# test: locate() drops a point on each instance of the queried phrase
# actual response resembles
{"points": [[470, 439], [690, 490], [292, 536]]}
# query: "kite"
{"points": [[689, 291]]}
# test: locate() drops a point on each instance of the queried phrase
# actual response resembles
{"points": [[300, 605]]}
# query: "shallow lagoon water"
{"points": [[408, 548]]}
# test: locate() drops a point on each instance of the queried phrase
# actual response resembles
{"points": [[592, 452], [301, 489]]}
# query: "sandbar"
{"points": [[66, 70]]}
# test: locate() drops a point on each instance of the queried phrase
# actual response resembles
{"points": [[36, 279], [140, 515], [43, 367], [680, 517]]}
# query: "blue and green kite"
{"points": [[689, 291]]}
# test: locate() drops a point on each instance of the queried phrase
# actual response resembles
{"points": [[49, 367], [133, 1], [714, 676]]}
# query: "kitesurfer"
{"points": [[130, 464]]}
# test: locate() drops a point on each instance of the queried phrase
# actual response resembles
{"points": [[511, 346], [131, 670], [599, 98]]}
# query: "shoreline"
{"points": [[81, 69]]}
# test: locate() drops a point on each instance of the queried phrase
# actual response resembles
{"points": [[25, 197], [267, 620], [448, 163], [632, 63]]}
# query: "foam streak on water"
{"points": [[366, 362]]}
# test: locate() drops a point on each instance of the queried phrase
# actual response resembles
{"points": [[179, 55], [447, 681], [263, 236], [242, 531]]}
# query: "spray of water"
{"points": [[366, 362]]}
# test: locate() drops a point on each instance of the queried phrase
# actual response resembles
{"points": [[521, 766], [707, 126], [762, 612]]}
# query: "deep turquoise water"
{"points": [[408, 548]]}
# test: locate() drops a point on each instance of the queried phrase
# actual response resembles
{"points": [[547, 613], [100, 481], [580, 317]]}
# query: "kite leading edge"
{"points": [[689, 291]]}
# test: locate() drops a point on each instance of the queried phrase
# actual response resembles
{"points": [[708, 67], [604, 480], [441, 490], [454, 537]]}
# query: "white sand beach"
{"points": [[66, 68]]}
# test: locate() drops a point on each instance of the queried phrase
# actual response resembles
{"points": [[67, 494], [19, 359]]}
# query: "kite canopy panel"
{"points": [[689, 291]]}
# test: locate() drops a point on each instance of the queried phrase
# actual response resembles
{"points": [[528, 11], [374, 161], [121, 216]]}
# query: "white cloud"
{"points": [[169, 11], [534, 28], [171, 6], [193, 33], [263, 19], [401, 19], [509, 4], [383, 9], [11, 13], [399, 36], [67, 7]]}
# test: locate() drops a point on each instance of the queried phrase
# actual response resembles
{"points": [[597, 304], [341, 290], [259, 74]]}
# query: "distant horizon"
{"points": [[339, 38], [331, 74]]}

● ● ● ●

▸ Written exercise: Each line of the material above needs to be quoted exactly, please.

▸ Answer to the exercise:
# test: locate() drops a point on each instance of the queried phrase
# actual response resembles
{"points": [[470, 439], [690, 490], [292, 536]]}
# query: "kite"
{"points": [[689, 291]]}
# test: locate() drops a point on each instance of the queried phrase
# actual response resembles
{"points": [[300, 605]]}
# query: "shallow lagoon water"
{"points": [[408, 548]]}
# test: locate() drops a point on each instance of the queried phrase
# actual response resembles
{"points": [[592, 452], [301, 489]]}
# query: "sandbar"
{"points": [[66, 70]]}
# test: locate() drops a point on each instance of the queried phrase
# actual response resembles
{"points": [[36, 279], [140, 515], [43, 367], [680, 517]]}
# query: "blue and green kite"
{"points": [[689, 291]]}
# test: locate() drops a point on each instance of the queried phrase
# actual response resembles
{"points": [[49, 367], [133, 1], [714, 676]]}
# query: "kitesurfer"
{"points": [[130, 464]]}
# test: locate() drops a point on each instance of the queried phrase
# actual response resembles
{"points": [[511, 346], [131, 670], [599, 98]]}
# query: "shoreline"
{"points": [[81, 69]]}
# test: locate() drops a point on each instance of the queried phrase
# actual response resembles
{"points": [[25, 197], [267, 620], [448, 163], [632, 63]]}
# query: "foam streak on water"
{"points": [[366, 362]]}
# test: locate() drops a point on each instance of the queried phrase
# actual response resembles
{"points": [[179, 55], [447, 681], [263, 236], [242, 531]]}
# query: "spray of water"
{"points": [[366, 362]]}
# test: locate() drops a point on each instance of the queried phrase
# actual response resembles
{"points": [[521, 766], [707, 126], [762, 612]]}
# query: "deep turquoise water"
{"points": [[408, 548]]}
# test: locate() drops a point on each instance of the queried phrase
# actual response resembles
{"points": [[547, 613], [100, 481], [580, 317]]}
# query: "kite leading edge"
{"points": [[689, 291]]}
# test: locate() drops a point on each instance of the queried phrase
# actual response resembles
{"points": [[708, 67], [604, 480], [441, 490], [454, 537]]}
# query: "white sand beach"
{"points": [[66, 68]]}
# test: locate() drops a point on each instance of the queried phrase
# actual response resembles
{"points": [[67, 494], [19, 359]]}
# query: "kite canopy panel"
{"points": [[689, 291]]}
# test: locate() drops a point on each instance of the queried phrase
# actual response resembles
{"points": [[528, 11], [374, 161], [121, 216]]}
# query: "white cloud"
{"points": [[169, 11], [534, 28], [171, 6], [193, 33], [263, 19], [401, 19], [509, 4], [383, 9], [11, 13], [399, 36], [67, 7]]}
# test: locate() drops a point on each instance of the queried phrase
# actual response resembles
{"points": [[597, 304], [341, 290], [259, 74]]}
# query: "distant horizon"
{"points": [[339, 38], [331, 74]]}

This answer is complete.